***** DATA PROVIDED

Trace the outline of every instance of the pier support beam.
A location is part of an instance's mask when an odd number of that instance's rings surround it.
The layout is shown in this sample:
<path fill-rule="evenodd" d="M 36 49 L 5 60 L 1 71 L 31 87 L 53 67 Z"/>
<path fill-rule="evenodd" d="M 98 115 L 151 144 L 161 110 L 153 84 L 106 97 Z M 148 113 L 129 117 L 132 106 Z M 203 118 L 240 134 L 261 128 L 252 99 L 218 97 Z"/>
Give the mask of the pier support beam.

**********
***** DATA PROVIDED

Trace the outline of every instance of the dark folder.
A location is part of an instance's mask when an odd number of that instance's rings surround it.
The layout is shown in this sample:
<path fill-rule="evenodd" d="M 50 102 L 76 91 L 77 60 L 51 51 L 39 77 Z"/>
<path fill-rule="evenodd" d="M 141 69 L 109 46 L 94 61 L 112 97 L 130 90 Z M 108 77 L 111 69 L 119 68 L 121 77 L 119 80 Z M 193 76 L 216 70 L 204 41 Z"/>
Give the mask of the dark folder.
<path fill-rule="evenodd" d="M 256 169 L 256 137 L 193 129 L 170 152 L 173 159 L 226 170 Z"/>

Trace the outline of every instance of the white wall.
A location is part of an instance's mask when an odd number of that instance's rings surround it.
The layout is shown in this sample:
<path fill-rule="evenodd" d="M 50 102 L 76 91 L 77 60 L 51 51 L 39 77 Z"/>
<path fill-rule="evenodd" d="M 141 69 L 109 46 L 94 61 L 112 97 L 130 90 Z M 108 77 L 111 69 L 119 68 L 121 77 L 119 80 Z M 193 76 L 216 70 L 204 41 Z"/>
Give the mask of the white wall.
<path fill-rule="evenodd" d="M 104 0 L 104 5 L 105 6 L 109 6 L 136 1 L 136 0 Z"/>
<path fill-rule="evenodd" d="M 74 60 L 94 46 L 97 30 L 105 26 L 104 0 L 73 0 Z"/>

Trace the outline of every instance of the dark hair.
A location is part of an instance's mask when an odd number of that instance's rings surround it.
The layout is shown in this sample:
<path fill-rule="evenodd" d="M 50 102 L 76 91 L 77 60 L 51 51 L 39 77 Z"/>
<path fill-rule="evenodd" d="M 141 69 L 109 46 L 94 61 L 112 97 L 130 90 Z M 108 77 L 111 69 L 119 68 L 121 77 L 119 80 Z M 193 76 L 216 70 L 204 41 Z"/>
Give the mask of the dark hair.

**********

STATED GOAL:
Turn the part of the listing above that runs from the line containing "Trace the outline of every instance of the pier" through the line containing "Give the mask of the pier support beam." into a numbered list, skipping any blank lines.

SOLUTION TO THIS EXERCISE:
1. Trace the outline of every instance of the pier support beam.
2. A location is part of an instance's mask when an odd number of that instance's rings surround it.
3. The layout is shown in this sample:
4. <path fill-rule="evenodd" d="M 36 49 L 5 60 L 1 71 L 31 87 L 53 67 Z"/>
5. <path fill-rule="evenodd" d="M 98 115 L 151 144 L 161 110 L 153 84 L 106 97 Z M 148 113 L 129 117 L 132 106 Z M 203 118 L 240 134 L 261 128 L 252 99 L 218 97 Z"/>
6. Give the mask of the pier support beam.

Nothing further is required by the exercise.